- [EXTRAIT FOURNI]
....................

L’histoire commence en 1962 : deux jeunes chercheurs, Watson et Crick (respectivement 35 et 26 ans) reçoivent le prix Nobel pour une découverte publiée dans un court article de « Nature » et resté quelque temps inaperçue…. Il s’agissait pourtant d’un événement de portée considérable mais dont il était impossible alors de prévoir tous les développements qui se sont succédé depuis cette date ; ils n’ont pourtant pas fini de nous étonner, de nous émerveiller… : il s’agit de la mise en évidence de la structure en double hélice de l’ADN ; on va pouvoir « programmer » l’ADN ; on va être capable, dit l’auteur, de « décrypter l’ADN du vivant », sa structure en double hélice et aussi de mieux comprendre le rôle essentiel des protéines qui sont les exécutants de l’ADN pour la vie.

....................

(Entrées de données extraites)
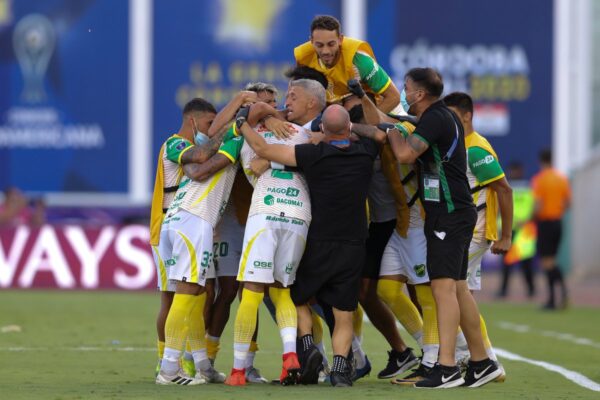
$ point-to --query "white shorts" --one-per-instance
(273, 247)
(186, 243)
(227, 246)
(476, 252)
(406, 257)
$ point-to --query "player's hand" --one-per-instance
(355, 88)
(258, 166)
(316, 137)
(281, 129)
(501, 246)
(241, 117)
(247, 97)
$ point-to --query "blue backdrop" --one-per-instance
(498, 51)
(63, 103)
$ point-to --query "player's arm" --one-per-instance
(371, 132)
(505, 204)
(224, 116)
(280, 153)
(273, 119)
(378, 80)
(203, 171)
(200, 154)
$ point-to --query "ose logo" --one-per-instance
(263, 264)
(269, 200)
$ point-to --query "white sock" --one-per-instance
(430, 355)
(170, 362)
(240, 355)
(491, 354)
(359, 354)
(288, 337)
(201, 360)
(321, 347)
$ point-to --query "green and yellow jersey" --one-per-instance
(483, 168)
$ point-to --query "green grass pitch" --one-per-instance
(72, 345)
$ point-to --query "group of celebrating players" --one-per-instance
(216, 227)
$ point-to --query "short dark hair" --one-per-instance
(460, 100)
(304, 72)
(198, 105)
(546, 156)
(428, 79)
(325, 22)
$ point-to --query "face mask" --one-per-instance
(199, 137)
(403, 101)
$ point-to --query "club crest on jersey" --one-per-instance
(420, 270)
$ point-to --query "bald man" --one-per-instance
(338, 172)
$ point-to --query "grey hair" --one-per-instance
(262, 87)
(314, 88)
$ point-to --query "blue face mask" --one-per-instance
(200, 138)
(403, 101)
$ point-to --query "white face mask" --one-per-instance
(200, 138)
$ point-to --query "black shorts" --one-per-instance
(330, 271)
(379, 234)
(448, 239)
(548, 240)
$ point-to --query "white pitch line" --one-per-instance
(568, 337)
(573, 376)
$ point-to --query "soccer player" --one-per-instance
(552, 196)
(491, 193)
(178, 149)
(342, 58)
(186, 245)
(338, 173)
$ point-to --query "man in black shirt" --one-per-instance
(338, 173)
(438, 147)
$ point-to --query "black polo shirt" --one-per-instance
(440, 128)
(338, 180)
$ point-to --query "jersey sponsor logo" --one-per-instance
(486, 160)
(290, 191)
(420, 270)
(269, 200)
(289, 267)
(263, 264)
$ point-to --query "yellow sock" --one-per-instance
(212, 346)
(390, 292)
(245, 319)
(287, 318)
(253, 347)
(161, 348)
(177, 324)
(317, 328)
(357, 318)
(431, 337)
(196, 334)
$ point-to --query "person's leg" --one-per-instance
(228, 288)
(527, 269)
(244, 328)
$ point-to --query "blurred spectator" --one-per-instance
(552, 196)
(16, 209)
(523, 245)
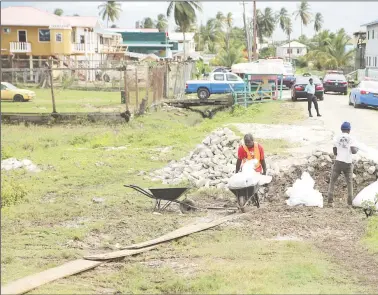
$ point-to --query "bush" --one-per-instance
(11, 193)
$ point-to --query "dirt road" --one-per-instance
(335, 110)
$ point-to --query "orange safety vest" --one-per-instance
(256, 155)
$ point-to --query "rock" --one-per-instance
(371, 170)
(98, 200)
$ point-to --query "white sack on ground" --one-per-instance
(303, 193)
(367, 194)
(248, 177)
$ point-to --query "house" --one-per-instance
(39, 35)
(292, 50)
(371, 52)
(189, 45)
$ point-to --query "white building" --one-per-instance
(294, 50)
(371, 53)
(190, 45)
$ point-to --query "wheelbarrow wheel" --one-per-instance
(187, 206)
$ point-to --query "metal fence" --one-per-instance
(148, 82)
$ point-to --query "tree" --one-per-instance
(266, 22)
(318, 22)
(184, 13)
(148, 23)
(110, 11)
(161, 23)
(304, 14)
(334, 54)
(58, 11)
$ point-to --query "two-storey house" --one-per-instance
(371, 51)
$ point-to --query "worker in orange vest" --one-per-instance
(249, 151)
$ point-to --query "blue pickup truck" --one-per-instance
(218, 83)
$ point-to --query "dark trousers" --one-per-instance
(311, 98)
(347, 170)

....................

- [OBJET DE L'EXERCICE] Recopiez fidèlement le passage de l'extrait sur la double hélice de l'ADN, en commençant par « L’histoire commence en » et en poursuivant jusqu'à « pour la vie. ».

- [RÉPONSE ATTENDUE]
L’histoire commence en 1962 : deux jeunes chercheurs, Watson et Crick (respectivement 35 et 26 ans) reçoivent le prix Nobel pour une découverte publiée dans un court article de « Nature » et resté quelque temps inaperçue…. Il s’agissait pourtant d’un événement de portée considérable mais dont il était impossible alors de prévoir tous les développements qui se sont succédé depuis cette date ; ils n’ont pourtant pas fini de nous étonner, de nous émerveiller… : il s’agit de la mise en évidence de la structure en double hélice de l’ADN ; on va pouvoir « programmer » l’ADN ; on va être capable, dit l’auteur, de « décrypter l’ADN du vivant », sa structure en double hélice et aussi de mieux comprendre le rôle essentiel des protéines qui sont les exécutants de l’ADN pour la vie.